Palau

Sustainable Superiority

I WAS READING SYLVIA EARLE’S FOREWARD TO Our Ocean, Our Future: Palau, a lovely coffee-table pictorial book by Michael Aw, David Doubilet, and Jennifer Hayes. Earle opened by remarking on when she’s asked about the best place to go diving. Her usual answer is, “Almost anywhere, 50 years ago.” 

My go-to reply when asked the same question typically begins by inquiring if they mean by liveaboard or a time machine. Our similar responses reflect the harsh reality that we’ve seen an alarming degradation of coral reefs in our short lives as traveling divers.

I pondered what I’d see when revisiting Palau. When I first began international dive travel, I used to go to Palau every couple of years, but time and habits slipped away. I was surprised to find the conspicuous absence of a Palau folder in my digital archive, which meant that I hadn’t visited there since my 2001 conversion from film to digital. There has not been another destination I was so past due to revisit.  

Against the global backdrop of ocean wildlife’s fight against industrial fishing practices, which Earle also highlights in her introduction, the people of Palau have been incredibly progressive. In 2009 Palau became the first country in the world to protect their sharks with a national shark sanctuary in their exclusive economic zone (EEZ). The effort ended all commercial shark fishing in more than 200,000 square miles of ocean. A year later, then-President Johnson Toribiong announced an expanded sanctuary status that included marine mammals, thereby protecting dolphins, whales, and dugongs.

INFORMATION GIVEN ▸
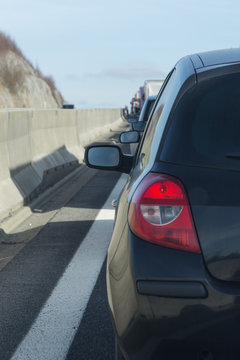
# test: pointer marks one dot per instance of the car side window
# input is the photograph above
(145, 146)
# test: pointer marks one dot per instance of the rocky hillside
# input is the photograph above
(22, 85)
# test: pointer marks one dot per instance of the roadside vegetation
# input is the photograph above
(12, 76)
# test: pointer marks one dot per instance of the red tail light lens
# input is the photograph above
(159, 212)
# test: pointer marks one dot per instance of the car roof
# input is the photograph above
(215, 58)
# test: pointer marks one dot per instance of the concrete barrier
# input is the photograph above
(38, 147)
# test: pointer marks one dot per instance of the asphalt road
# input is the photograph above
(39, 252)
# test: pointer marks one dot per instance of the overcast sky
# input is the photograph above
(100, 51)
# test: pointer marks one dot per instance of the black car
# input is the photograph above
(173, 265)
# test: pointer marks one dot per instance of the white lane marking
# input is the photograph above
(53, 331)
(104, 214)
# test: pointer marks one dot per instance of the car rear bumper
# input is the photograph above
(164, 302)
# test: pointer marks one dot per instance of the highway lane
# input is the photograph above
(29, 280)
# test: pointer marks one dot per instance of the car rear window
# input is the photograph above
(205, 127)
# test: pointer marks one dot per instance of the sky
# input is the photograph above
(99, 52)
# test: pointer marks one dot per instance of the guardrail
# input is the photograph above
(39, 146)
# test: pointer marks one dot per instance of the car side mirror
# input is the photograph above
(108, 157)
(139, 126)
(129, 137)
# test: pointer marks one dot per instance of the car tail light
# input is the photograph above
(159, 212)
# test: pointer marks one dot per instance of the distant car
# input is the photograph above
(173, 264)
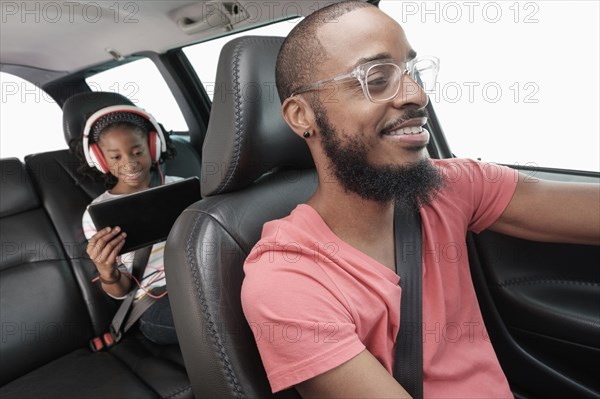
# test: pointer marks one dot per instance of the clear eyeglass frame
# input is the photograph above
(422, 70)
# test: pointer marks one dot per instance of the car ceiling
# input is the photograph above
(68, 36)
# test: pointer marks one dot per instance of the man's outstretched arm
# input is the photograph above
(542, 210)
(360, 377)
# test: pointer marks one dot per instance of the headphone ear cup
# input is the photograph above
(155, 146)
(98, 158)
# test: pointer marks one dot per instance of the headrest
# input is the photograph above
(17, 194)
(79, 107)
(246, 135)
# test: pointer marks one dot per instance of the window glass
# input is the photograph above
(205, 56)
(518, 81)
(142, 83)
(30, 120)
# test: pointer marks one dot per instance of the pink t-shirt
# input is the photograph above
(314, 302)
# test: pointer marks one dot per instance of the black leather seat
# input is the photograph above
(50, 309)
(255, 169)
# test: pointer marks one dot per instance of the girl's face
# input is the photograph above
(128, 157)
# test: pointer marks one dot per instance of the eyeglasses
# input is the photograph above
(382, 80)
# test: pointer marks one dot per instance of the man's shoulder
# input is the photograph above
(288, 245)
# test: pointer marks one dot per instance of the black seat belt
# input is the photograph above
(408, 361)
(129, 312)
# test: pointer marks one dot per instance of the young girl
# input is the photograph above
(126, 145)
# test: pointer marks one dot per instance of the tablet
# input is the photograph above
(146, 216)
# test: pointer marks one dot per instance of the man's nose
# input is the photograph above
(411, 94)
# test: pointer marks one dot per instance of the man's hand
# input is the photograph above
(360, 377)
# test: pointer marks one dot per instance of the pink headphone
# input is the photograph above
(93, 153)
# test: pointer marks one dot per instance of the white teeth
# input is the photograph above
(407, 130)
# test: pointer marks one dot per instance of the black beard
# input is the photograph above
(411, 186)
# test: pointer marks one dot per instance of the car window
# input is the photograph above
(142, 83)
(25, 111)
(518, 81)
(205, 56)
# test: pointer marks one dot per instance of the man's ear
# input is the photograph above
(298, 114)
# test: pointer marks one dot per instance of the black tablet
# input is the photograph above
(146, 216)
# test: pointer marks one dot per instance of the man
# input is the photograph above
(322, 280)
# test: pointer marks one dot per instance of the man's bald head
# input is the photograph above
(301, 52)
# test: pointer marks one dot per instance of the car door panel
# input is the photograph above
(541, 304)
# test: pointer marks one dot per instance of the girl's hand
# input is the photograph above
(104, 247)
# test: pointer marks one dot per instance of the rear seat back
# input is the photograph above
(65, 194)
(41, 312)
(49, 308)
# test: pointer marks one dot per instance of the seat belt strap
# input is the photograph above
(408, 361)
(140, 260)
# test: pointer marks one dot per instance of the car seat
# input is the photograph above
(255, 169)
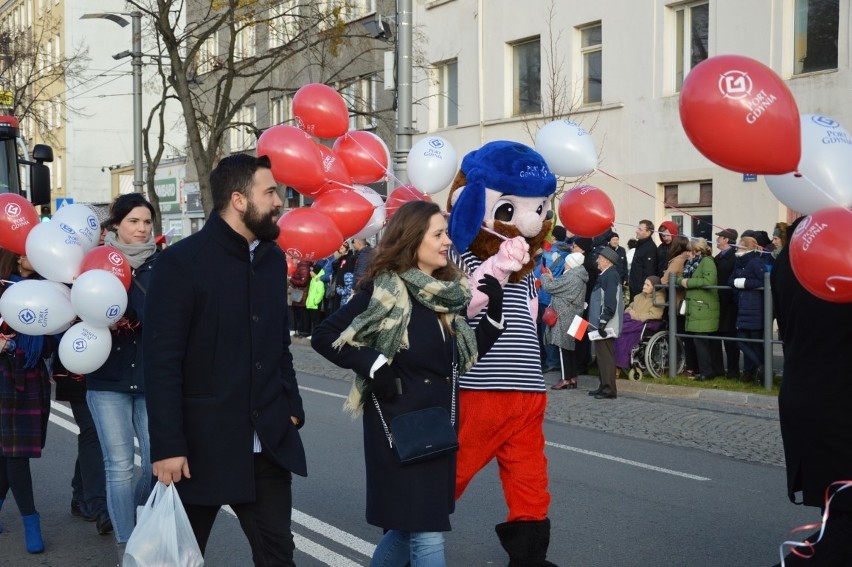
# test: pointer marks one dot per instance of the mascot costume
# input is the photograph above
(499, 208)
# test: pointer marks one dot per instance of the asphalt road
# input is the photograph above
(650, 478)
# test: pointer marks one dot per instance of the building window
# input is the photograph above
(283, 23)
(360, 97)
(692, 32)
(243, 133)
(207, 58)
(448, 93)
(591, 50)
(816, 35)
(526, 61)
(244, 46)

GIVEN REQUEST 1 ▸ In the Palau dive article, reproduce the passage that begins at the words "Against the global" and stops after the words "whales, and dugongs.".
GIVEN REQUEST 2 ▸ Name every person mentioned by name in the Palau dive article.
GIVEN REQUEST 3 ▸ Carry the Palau dive article forward, starting after its final sentence about the expanded sanctuary.

EXERCISE OUTPUT 1 ▸
Against the global backdrop of ocean wildlife’s fight against industrial fishing practices, which Earle also highlights in her introduction, the people of Palau have been incredibly progressive. In 2009 Palau became the first country in the world to protect their sharks with a national shark sanctuary in their exclusive economic zone (EEZ). The effort ended all commercial shark fishing in more than 200,000 square miles of ocean. A year later, then-President Johnson Toribiong announced an expanded sanctuary status that included marine mammals, thereby protecting dolphins, whales, and dugongs.

EXERCISE OUTPUT 2 ▸ Sylvia Earle, Michael Aw, David Doubilet, Jennifer Hayes, Johnson Toribiong

EXERCISE OUTPUT 3 ▸
Diver Arne Veimo encounters a cuttlefish.
Arne Veimo encounters a cuttlefish along the drop-off at Dexter’s Wall.
© STEPHEN FRINK
free diving near soft corals
Soft corals often decorate the shallow archways of the Rock Islands, testament to the flow of current through the channels. © STEPHEN FRINK

The most ambitious conservation initiative was the Palau National Marine Sanctuary (PNMS), which bans all extractive activity — including industrial and artisanal fishing — in 80 percent of the EEZ, an area larger than California. President Tommy Remengesau Jr. signed the law in October 2015, and since its implementation on Jan. 1, 2020, no other country has assigned marine protected status to such a significant proportion of their national waters.

The efforts are working. The reefs and marine life I saw this year were better than anything I recall from the mid-1990s. I have no empirical baseline, just memory. Factors contributing to Palau’s coral health include geographic luck that the prime reefs are far offshore from the general population centers, the cleansing effect of ocean currents, national conservation efforts, and respectful divers. 

Another facet we can’t ignore is the improvement of the dive product. The dive operators have become skilled at watching tides and lunar phases to accurately predict the right times to dive their reefs. They also know when to visit specific reefs to ensure divers can observe episodic behavioral phenomena such as spawning. 

Déjà Vu but Better

Traveling to Palau is a bit of a slog from North America; most travel options pass through Guam and entail long transit times. We weren’t terribly disappointed to have an easy dive on the afternoon of our arrival to mitigate jet lag and fatigue. It still provided interesting photo opportunities and reflected evidence of the fierce fighting that these islands endured during World War II.

Pacific islands were strategically important in early 1944 because they protected areas the Japanese occupied in the Philippines, Malaysia, Borneo, and the Dutch East Indies. Palau and nearby Peleliu were targets of relentless U.S. airstrikes, which sank more than 60 Japanese ships. Japan salvaged at least 27 wrecks to help pay their war reparations, but a considerable portfolio of historical ships remain for diving.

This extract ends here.